▸ Zitierter Text
* * * * *

Im globalen Markt für dentale Verbrauchsgüter ist die an der SIX Swiss Exchange kotierte Coltene AG ein Innovationsführer, der darüber hinaus auch hoch profitabel ist. Hervorgegangen ist Coltene aus den Healthcare-Aktivitäten der Gurit-Heberlein Gruppe. 2006 erfolgte der Börsengang noch unter dem Namen Medisize Holding. Nach dem Verkauf der nicht-dental-Geschäftsbereiche 2008 erfolgte der Namenswechsel zu Coltene.

Seit 2012 lenkt Martin Schaufelberger als CEO erfolgreich das Unternehmen. Die Profitabilität steigt kontinuierlich, auch die Dividenden werden in gleichem Masse angehoben. 2016 beliefen sich der Umsatz auf 160.7 Mio. CHF und der Jahresüberschuss auf 17.3 Mio. CHF, ein neuer Rekordwert. Im Interview erklärt CEO Martin Schaufelberger worauf es ankommt, um als Nischen-Player nachhaltig erfolgreich zu sein.

Glückwunsch zu den hervorragenden Ertragszahlen 2016, Herr Schaufelberger! Wie machen Sie das? Eine EBIT-Marge von 14.5%, eine Free-Cashflow-Marge von 10.6%?

* * * * *

▸ Bereitgestellte Angaben
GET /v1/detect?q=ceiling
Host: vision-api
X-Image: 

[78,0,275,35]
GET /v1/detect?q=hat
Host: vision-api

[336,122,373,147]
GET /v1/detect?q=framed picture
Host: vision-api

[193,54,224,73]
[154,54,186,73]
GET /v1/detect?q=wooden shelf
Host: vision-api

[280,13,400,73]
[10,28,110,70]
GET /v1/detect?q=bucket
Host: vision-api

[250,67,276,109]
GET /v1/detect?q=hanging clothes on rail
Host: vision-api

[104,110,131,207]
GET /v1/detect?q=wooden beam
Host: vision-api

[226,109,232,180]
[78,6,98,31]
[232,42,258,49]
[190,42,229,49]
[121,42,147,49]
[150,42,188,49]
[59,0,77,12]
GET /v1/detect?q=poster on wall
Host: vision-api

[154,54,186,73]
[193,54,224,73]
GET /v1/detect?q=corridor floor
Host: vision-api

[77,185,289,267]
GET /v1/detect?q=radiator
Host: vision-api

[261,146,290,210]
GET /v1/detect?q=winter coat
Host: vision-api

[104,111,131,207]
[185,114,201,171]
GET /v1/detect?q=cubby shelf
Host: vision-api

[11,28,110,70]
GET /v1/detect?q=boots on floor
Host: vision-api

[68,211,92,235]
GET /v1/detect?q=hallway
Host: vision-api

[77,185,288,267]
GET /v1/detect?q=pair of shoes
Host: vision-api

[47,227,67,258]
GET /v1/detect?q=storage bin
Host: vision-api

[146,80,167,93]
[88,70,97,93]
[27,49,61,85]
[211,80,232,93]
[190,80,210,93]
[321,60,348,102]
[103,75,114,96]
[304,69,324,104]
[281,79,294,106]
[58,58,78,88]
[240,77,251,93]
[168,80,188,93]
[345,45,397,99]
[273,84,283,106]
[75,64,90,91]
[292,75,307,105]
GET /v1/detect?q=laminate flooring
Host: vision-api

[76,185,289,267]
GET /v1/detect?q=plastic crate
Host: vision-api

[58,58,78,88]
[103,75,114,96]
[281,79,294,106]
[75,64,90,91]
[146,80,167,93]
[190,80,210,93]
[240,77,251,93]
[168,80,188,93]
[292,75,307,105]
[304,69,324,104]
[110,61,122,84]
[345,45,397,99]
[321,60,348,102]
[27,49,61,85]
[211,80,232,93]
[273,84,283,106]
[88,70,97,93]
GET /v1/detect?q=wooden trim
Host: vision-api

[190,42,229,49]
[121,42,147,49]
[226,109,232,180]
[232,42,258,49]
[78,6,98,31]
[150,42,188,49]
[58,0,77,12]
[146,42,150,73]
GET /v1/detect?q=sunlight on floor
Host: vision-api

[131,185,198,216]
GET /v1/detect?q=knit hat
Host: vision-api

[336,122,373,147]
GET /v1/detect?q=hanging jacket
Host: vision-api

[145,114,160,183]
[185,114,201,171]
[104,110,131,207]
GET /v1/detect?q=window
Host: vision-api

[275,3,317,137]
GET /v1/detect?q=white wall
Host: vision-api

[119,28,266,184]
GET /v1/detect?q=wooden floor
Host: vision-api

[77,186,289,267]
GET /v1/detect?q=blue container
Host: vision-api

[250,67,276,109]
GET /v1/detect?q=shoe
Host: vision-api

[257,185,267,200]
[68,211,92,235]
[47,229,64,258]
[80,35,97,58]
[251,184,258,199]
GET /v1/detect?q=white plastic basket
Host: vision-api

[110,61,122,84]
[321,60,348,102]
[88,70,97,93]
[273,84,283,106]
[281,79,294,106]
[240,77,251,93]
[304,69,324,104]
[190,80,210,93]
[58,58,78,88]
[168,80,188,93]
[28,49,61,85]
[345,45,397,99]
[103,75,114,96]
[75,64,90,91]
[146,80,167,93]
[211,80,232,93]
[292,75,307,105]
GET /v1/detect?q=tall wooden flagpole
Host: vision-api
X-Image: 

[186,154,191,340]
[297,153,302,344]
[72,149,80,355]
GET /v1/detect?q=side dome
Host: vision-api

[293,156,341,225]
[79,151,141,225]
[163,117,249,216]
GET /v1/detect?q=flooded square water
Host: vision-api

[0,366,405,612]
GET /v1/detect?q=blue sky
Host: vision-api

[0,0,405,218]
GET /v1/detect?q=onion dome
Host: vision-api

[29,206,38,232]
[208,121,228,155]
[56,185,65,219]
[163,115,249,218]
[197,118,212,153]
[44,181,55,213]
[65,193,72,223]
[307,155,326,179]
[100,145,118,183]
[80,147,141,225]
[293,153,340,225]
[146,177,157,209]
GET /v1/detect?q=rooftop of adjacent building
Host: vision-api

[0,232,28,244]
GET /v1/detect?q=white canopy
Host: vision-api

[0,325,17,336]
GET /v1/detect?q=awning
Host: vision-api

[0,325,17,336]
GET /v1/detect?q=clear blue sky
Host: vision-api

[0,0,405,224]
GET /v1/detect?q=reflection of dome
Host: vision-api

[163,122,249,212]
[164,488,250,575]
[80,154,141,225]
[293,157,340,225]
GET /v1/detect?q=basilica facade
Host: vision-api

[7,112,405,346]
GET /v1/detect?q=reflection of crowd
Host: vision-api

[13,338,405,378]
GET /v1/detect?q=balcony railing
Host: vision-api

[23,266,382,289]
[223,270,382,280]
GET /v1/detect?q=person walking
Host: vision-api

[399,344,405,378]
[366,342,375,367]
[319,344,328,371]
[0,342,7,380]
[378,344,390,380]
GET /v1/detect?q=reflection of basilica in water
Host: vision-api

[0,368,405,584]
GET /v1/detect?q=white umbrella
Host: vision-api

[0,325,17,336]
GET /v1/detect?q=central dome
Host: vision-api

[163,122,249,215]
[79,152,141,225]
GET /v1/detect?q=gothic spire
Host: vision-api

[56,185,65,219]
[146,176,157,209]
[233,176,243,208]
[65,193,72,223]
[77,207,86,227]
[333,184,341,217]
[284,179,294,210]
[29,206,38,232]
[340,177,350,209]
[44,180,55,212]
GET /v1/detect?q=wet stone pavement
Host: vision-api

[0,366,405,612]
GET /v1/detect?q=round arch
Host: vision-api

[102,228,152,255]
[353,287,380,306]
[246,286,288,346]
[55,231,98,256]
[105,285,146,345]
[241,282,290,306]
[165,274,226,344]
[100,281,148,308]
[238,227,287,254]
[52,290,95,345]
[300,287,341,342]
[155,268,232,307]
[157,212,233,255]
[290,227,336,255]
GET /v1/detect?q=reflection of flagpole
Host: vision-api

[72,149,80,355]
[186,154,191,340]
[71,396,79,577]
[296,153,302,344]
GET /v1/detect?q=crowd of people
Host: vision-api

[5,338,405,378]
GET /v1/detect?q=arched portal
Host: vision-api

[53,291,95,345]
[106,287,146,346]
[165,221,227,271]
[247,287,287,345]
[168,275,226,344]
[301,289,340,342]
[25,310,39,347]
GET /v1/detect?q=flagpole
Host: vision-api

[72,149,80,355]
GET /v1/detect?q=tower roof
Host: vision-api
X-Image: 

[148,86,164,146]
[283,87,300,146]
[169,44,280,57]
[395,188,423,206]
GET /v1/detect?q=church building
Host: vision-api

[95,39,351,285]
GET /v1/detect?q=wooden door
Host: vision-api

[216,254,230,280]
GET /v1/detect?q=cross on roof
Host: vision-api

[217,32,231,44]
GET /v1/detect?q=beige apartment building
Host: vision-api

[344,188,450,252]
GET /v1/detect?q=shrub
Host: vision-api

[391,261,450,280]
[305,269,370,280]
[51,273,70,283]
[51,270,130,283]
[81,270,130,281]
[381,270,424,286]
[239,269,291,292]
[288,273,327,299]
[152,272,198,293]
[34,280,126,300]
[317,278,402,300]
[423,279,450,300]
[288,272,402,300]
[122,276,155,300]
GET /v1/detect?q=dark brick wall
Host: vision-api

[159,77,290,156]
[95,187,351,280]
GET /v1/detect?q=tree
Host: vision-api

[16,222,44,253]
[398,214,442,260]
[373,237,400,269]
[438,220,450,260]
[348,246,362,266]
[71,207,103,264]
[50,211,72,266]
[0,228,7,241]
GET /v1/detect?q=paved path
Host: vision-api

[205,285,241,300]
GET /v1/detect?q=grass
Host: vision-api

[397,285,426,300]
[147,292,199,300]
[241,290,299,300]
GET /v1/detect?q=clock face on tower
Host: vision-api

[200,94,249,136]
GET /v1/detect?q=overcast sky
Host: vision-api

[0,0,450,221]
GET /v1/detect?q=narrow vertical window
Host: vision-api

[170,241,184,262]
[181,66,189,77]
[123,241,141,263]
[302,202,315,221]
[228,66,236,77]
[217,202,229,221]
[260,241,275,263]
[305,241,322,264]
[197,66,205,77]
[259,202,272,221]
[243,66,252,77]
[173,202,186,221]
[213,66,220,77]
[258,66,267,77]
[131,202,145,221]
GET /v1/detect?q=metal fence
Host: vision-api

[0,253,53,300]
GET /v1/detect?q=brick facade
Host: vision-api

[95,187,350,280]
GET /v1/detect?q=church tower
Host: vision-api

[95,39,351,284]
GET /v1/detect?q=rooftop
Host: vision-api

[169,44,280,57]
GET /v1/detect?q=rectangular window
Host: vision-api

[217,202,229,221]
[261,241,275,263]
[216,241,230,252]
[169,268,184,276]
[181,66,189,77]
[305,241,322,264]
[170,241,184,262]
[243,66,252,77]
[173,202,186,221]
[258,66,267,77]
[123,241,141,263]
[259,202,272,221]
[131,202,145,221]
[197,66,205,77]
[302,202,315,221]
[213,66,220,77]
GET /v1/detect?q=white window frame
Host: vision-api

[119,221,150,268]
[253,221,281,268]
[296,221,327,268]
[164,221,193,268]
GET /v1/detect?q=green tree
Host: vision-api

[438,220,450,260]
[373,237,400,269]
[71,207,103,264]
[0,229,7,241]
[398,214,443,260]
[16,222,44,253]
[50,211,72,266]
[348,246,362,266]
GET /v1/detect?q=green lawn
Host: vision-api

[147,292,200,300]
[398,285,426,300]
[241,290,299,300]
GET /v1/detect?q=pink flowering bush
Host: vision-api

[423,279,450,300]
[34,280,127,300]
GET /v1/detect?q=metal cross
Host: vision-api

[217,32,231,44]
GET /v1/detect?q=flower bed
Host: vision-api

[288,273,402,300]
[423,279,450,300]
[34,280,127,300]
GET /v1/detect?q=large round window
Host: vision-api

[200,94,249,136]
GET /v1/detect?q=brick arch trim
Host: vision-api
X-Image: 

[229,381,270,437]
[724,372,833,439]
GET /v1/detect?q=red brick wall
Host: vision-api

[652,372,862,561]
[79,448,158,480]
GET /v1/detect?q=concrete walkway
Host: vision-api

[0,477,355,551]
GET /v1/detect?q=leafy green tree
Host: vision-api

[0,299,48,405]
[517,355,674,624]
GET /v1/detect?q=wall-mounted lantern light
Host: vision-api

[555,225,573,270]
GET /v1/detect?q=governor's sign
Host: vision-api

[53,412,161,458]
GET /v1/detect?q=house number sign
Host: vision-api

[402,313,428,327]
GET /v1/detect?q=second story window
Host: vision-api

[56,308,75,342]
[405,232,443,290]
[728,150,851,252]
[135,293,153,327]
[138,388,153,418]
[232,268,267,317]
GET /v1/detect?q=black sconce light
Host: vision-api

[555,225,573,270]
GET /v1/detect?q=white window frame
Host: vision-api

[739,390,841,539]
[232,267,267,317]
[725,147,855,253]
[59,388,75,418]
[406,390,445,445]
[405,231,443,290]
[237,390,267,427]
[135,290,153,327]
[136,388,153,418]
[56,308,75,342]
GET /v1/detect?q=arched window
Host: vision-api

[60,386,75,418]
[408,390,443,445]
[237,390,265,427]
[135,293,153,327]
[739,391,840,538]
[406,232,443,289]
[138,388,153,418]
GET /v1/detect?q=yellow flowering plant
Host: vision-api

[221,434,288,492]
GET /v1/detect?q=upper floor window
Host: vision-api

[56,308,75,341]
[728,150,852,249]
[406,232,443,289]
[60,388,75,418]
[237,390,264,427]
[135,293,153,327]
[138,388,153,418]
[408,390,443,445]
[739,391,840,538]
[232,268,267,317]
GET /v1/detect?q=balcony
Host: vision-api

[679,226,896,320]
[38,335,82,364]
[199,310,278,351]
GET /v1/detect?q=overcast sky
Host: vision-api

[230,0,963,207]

* * * * *

▸ Kurze Aufgabe 1
Unter welchem Namen ging das Unternehmen laut dem Text über Coltene 2006 an die Börse?
▸ Kurze Aufgabe 2
Benenne im Text über Coltene „Jahresüberschuss“ in „Reingewinn“ um und gib dabei alles von „Seit 2012 lenkt“ bis hinunter zu „erfolgreich zu sein.“ wieder.
▸ Kurze Aufgabe 3
Schreibe den Text über Coltene im Anschluss an seinen letzten Satz weiter.
Die Zeilen werden für die Bearbeitung nicht gebraucht.

▸ Schriftliche Antwort 1
Unter dem Namen Medisize Holding.

▸ Schriftliche Antwort 2
Seit 2012 lenkt Martin Schaufelberger als CEO erfolgreich das Unternehmen. Die Profitabilität steigt kontinuierlich, auch die Dividenden werden in gleichem Masse angehoben. 2016 beliefen sich der Umsatz auf 160.7 Mio. CHF und der Reingewinn auf 17.3 Mio. CHF, ein neuer Rekordwert. Im Interview erklärt CEO Martin Schaufelberger worauf es ankommt, um als Nischen-Player nachhaltig erfolgreich zu sein.

▸ Schriftliche Antwort 3
Danke. Seit 2012 haben wir uns zum Ziel gesetzt, den operativen Ertrag sukzessive auf 15% zu steigern. Dazu ist eine Vielzahl von Massnahmen in der Produktion, in Einkauf, im Marketing bis hin zu Reisespesen erforderlich. Zugute kam uns aber auch – bis auf den Frankenschock von 2015 – ein doch relativ günstiges Umfeld.

Welche Rolle spielten 2016 einerseits die eher günstigen Rohstoffpreise und andererseits die eher schwierigen Währungsrelationen? Nutzen Sie eigentlich Terminabsicherungs- oder Hedgingstrategien?

Wir sind durch die drei Werke in den USA, in Deutschland und in der Schweiz währungstechnisch recht gut abgesichert. In der Berichtswährung Schweizer Franken sieht dies natürlich etwas anders aus. Durch den starken Franken sehen selbst leicht höhere Volumen kleiner aus. Produkte aus der Schweiz kommen unter Preisdruck. Uns ist es gelungen, die Produktion in Altstätten weiter zu optimieren. Dabei hat sicherlich auch die Ausweitung der Zukäufe von Rohstoffen aus dem Ausland geholfen, die Kosten tief zu halten. Eigentliche Terminabsicherungen machen wir bei wenigen Produkten über Preisvereinbarungen mit den Herstellern.

Während der letzten fünf Jahre sind die Coltene-Umsätze kaum gestiegen, der Nettogewinn nahm jedoch um fast 80% zu. Könnten Sie zulasten der Margen mehr Marktanteile gewinnen?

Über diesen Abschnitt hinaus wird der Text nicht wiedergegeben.